#### [Problem requirements]
Only one stretch of the data is wanted: the line containing "ear with a point", the line containing "nose with a point", and every line between them, copied exactly.

Segment Start: Source data

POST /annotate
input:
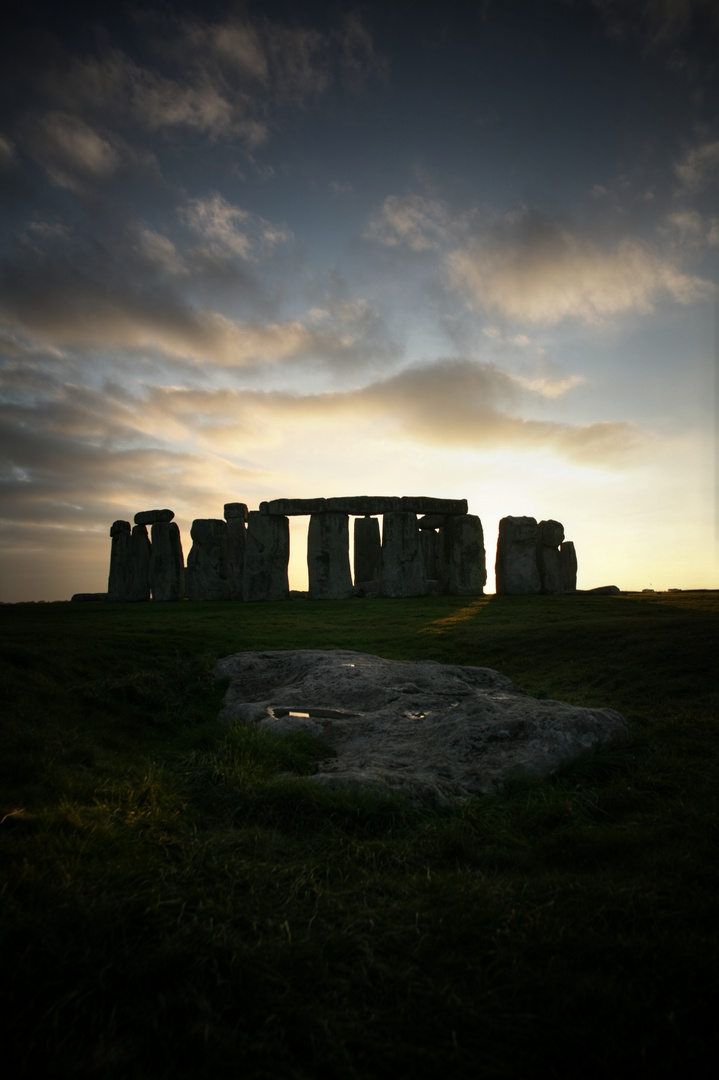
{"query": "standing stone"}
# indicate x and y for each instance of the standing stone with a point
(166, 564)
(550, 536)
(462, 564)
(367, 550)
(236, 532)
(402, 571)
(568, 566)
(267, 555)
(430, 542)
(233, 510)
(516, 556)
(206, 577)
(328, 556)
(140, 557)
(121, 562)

Segment End: Source data
Segment Start: Source data

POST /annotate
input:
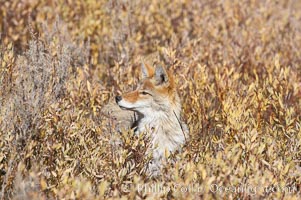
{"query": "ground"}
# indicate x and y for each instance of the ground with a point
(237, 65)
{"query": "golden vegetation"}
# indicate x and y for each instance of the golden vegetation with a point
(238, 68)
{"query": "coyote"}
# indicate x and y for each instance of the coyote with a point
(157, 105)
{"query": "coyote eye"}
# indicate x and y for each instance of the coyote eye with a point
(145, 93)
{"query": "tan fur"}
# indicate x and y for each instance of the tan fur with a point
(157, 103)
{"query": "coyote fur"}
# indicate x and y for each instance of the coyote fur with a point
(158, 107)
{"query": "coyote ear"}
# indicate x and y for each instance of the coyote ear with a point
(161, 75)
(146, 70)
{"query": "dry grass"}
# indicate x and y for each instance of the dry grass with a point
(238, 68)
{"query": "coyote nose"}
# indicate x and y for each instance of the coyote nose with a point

Segment End: Source data
Segment Start: Source data

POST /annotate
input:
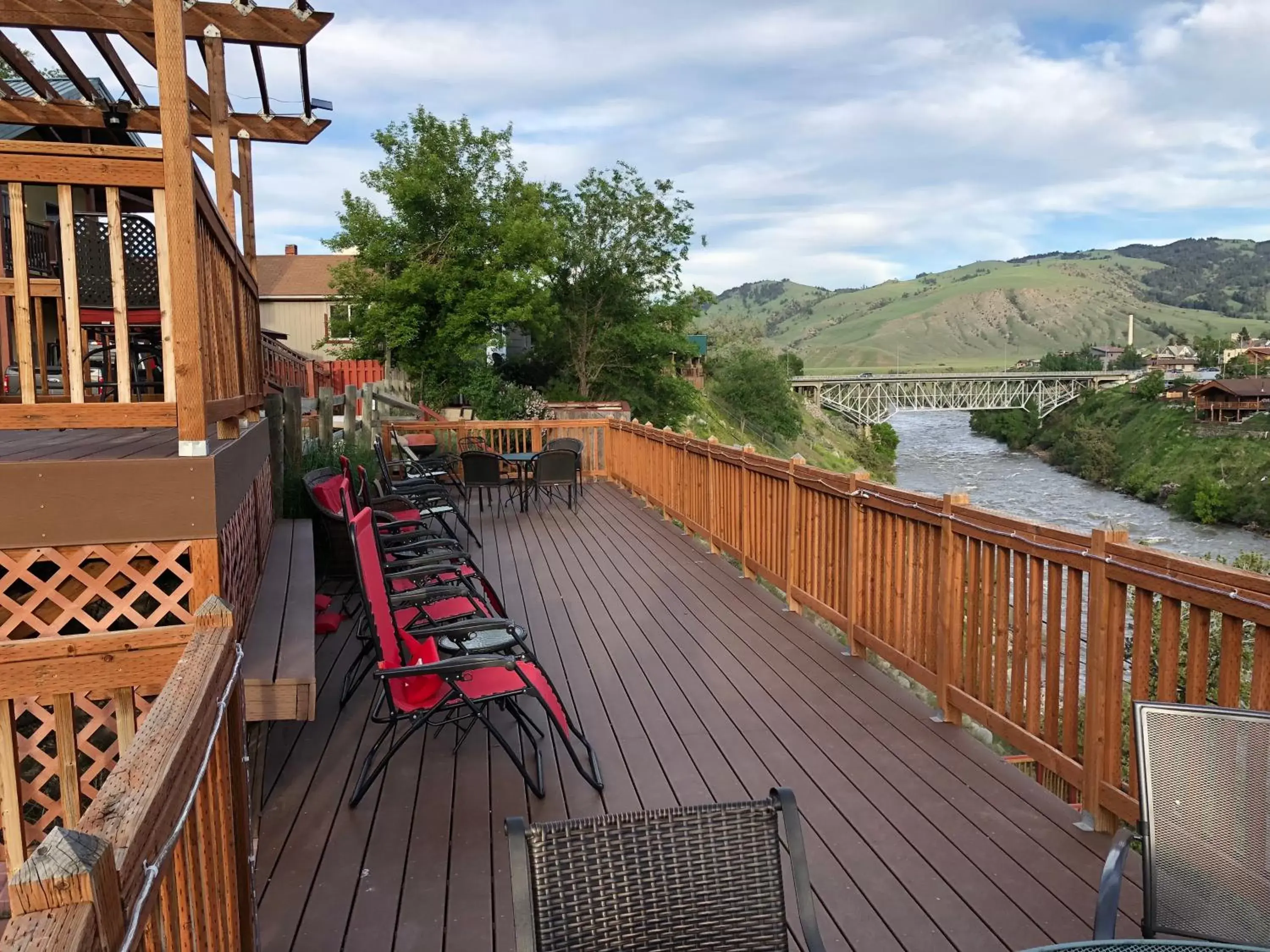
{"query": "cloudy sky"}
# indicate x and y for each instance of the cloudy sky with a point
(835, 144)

Segment End: Source data

#### [Written solution]
# indicate x and y for each instance of the coyote ear with a point
(161, 75)
(146, 70)
{"query": "dry grass"}
# indicate x and y for each instance of the dry grass with a point
(238, 68)
{"query": "coyote nose"}
# indicate x and y for each instance of the coyote nose with a point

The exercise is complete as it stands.